So, I was listening to that, while thinking about this issue, and sort of smiling.
And I can see what drunk me was getting at.
Okay – this is a tricky issue to talk about, as you slice somewhere and its guts come falling out. I've written a lot, but I'm also aware that writing that begs more questions which begs more specific answers. As always with these notes I say "This is a collection of thoughts from the making of the issue, but not comprehensive." Even in one like this where I'm saying a lot, that still holds true. This could have gone on forever. And on and on and on and...
Yeah, you get the point.
Perhaps the most common request from WicDiv fans is “Are we ever going to get a list of all the pantheons?” or, for the more demanding, “are we ever going to get a list of all the gods.” The latter makes me blink, for reasons I'll probably segue into, but we did want to do the former, at least as best as we could within the limitations we've set ourselves.
But also, I always think of the nature of murder and plans stretching across time. “I have been murdering people for hundreds of years” is a cool line, thrown off, never examined. I kinda wanted to examine it, and play with what the human brain does with repetition.

(To-do list):
• 1. Answer these from the WicDiv note.
(a) According to the note, what is the most common request from WicDiv fans?
(b) What line does the note call "a cool line, thrown off, never examined"?
(c) What does the writer say every time in these notes?
• 2. Copy out the part of the WicDiv note that opens with the words containing "So, I was listening" and closes with "get the point.".
• 3. List every passage in the WicDiv note that is set inside quotation marks.

(Stored records):
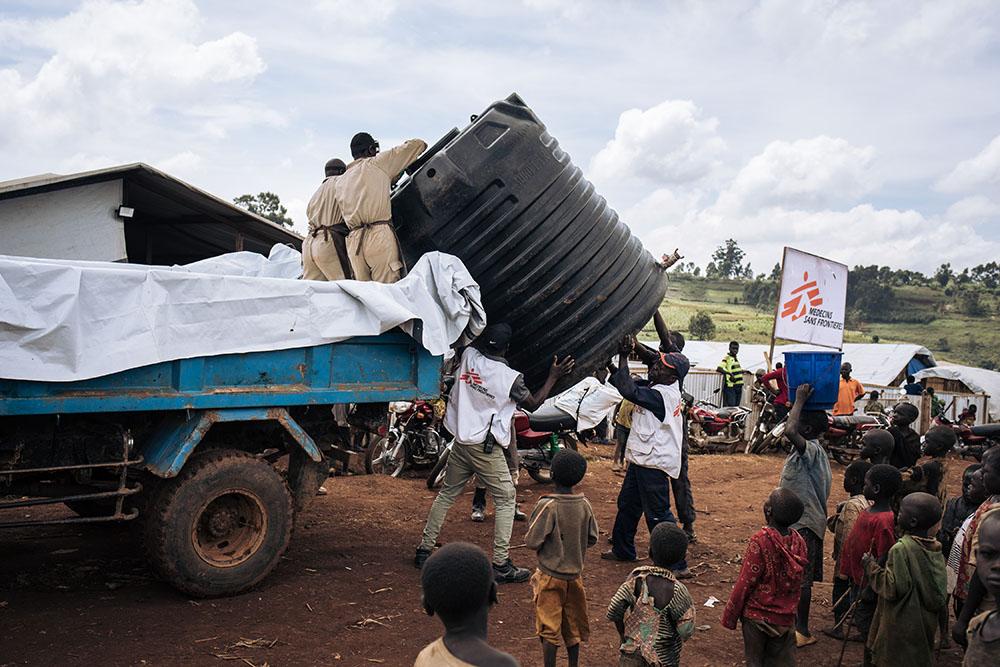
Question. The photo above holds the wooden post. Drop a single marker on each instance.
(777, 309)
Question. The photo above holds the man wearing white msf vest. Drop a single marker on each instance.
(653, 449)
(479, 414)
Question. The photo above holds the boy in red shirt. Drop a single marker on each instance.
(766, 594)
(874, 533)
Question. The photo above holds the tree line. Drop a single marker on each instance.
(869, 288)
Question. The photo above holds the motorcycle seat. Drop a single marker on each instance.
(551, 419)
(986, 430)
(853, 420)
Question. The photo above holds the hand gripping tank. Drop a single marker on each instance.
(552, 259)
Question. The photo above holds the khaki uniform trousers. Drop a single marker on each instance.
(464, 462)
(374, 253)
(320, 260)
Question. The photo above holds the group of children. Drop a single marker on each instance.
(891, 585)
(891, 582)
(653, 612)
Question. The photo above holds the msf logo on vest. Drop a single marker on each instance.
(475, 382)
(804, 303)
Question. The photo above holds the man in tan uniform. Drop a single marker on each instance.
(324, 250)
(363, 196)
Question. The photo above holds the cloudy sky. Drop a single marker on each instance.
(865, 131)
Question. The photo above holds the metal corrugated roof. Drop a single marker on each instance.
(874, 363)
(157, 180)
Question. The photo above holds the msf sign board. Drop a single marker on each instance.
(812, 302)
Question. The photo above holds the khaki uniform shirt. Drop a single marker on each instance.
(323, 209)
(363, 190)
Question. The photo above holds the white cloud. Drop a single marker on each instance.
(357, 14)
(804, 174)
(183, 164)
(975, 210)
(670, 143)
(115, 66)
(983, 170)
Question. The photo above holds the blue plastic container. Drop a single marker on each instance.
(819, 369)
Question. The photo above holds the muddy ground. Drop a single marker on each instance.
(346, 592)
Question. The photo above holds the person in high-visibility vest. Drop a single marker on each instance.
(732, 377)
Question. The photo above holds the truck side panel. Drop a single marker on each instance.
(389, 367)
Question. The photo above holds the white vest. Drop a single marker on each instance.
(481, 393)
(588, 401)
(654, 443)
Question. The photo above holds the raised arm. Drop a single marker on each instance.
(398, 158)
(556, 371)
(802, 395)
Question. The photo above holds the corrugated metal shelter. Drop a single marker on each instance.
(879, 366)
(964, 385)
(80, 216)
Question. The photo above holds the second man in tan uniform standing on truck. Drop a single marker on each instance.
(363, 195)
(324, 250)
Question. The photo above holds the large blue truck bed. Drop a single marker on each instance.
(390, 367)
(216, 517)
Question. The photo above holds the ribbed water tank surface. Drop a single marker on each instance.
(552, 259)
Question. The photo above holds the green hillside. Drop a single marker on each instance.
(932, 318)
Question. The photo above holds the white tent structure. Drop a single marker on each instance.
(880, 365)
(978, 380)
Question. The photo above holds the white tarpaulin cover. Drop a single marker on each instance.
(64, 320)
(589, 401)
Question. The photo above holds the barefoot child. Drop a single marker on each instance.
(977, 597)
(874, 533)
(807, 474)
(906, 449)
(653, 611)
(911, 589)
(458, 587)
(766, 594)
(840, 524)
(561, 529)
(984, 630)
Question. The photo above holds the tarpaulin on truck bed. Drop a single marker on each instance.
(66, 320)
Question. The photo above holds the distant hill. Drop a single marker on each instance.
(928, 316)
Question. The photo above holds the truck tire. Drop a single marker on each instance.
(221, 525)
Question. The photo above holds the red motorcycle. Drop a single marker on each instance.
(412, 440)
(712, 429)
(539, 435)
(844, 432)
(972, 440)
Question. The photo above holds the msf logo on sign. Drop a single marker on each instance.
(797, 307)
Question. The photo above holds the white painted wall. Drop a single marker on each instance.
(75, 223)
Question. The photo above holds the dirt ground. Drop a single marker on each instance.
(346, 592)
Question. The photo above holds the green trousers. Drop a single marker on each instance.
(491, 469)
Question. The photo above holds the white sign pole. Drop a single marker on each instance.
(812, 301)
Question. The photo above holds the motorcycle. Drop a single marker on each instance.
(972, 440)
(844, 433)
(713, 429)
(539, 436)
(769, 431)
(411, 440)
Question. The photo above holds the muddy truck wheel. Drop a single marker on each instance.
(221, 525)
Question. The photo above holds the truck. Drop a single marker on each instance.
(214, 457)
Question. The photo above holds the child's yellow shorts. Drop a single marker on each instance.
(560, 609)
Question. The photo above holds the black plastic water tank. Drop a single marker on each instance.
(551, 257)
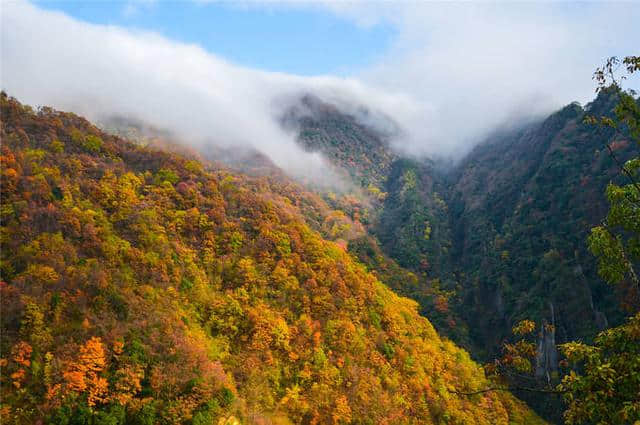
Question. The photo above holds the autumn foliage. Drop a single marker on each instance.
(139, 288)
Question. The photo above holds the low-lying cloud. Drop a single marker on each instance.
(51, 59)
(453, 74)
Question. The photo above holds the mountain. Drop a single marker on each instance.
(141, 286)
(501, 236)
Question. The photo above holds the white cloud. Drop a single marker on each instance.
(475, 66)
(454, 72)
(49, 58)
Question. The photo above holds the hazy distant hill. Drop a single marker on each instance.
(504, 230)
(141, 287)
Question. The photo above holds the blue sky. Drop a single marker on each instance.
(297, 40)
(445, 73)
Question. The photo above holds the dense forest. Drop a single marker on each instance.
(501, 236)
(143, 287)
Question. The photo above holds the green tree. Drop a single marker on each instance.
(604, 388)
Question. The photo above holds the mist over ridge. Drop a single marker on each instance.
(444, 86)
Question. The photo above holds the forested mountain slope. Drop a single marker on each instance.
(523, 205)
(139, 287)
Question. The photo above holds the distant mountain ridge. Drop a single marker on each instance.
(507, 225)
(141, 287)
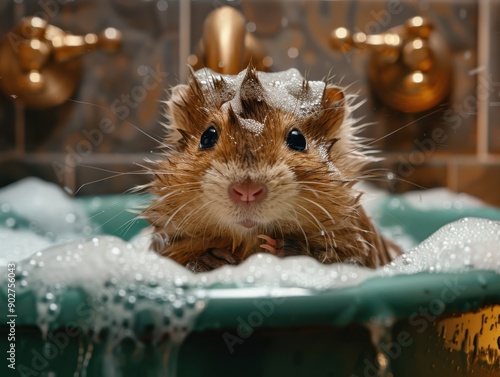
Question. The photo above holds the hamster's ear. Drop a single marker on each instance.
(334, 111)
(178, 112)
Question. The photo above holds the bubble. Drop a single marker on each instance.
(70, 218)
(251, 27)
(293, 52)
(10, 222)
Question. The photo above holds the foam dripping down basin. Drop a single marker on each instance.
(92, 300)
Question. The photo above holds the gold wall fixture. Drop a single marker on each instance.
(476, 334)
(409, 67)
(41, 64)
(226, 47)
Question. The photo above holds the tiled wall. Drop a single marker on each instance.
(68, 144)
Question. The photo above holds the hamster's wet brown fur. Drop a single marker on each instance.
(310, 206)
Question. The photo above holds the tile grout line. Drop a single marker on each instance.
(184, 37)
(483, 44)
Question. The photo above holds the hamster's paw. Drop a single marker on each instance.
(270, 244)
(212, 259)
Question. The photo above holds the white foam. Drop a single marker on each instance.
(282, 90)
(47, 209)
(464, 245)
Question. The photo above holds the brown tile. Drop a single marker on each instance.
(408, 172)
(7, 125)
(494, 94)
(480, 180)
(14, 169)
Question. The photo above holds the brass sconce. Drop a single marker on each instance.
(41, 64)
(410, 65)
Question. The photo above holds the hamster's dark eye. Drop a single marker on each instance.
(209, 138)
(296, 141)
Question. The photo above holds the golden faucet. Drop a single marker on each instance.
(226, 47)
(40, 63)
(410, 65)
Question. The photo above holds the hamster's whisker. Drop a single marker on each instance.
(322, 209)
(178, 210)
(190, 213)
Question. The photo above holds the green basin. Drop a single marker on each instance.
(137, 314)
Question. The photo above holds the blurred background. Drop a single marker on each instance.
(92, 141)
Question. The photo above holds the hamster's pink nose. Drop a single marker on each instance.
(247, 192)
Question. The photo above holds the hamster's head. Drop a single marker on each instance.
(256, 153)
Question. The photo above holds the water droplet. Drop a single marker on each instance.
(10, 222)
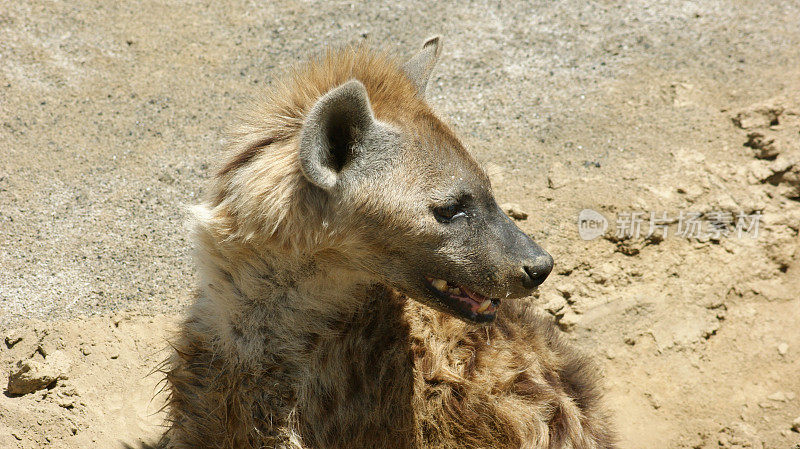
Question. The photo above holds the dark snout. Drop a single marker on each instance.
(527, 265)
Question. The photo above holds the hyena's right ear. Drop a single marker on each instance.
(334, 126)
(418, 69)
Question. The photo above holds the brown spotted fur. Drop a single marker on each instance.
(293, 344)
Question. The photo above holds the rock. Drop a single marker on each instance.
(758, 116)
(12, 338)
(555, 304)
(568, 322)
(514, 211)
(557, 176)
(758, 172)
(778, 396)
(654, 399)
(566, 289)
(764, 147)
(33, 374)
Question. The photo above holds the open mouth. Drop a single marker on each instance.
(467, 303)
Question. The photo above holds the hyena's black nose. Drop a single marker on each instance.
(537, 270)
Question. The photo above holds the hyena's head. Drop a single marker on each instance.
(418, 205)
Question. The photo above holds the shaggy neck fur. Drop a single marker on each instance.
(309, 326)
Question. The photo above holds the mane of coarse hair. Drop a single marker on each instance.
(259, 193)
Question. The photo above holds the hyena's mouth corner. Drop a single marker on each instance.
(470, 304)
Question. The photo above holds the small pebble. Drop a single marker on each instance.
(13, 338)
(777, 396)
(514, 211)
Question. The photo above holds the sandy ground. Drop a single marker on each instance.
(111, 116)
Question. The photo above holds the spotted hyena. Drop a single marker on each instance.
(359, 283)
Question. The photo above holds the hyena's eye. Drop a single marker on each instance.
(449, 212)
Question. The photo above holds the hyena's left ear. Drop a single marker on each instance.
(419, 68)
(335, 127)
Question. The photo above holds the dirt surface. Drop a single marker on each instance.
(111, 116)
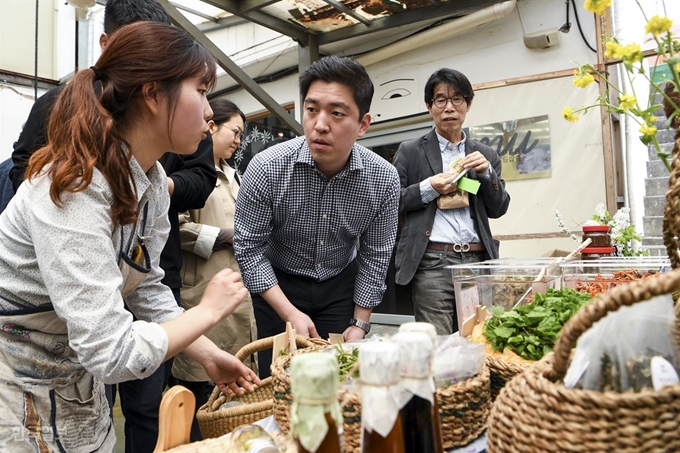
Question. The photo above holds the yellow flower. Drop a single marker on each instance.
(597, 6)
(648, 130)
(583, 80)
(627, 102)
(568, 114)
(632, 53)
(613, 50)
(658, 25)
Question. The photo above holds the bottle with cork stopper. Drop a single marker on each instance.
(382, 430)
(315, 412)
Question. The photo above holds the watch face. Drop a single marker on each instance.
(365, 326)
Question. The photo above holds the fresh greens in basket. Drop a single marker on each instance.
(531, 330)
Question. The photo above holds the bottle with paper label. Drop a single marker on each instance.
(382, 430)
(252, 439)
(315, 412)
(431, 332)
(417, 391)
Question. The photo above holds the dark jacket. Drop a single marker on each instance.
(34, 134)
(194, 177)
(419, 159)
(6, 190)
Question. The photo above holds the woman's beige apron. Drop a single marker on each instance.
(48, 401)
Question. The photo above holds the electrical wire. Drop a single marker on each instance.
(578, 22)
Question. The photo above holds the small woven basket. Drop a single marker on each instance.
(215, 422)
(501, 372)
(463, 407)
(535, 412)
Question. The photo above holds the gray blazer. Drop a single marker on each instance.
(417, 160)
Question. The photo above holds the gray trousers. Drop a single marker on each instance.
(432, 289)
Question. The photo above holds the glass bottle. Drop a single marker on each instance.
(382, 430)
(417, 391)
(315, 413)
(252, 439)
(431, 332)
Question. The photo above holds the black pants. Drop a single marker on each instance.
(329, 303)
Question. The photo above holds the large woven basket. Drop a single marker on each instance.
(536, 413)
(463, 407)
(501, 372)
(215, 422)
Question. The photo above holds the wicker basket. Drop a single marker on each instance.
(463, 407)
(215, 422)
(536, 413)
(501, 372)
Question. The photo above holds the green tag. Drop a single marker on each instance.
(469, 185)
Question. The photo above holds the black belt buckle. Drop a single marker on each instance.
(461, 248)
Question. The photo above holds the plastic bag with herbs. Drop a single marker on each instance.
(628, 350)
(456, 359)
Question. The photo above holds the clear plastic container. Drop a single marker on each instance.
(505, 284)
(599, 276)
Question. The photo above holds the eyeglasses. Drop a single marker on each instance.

(Solved problems):
• 1.
(a) "Are we ever going to get a list of all the pantheons?"
(b) "I have been murdering people for hundreds of years"
(c) "This is a collection of thoughts from the making of the issue, but not comprehensive."

• 2.
So, I was listening to that, while thinking about this issue, and sort of smiling.
And I can see what drunk me was getting at.
Okay – this is a tricky issue to talk about, as you slice somewhere and its guts come falling out. I've written a lot, but I'm also aware that writing that begs more questions which begs more specific answers. As always with these notes I say "This is a collection of thoughts from the making of the issue, but not comprehensive." Even in one like this where I'm saying a lot, that still holds true. This could have gone on forever. And on and on and on and...
Yeah, you get the point.

• 3.
- "This is a collection of thoughts from the making of the issue, but not comprehensive."
- "Are we ever going to get a list of all the pantheons?"
- "are we ever going to get a list of all the gods."
- "I have been murdering people for hundreds of years"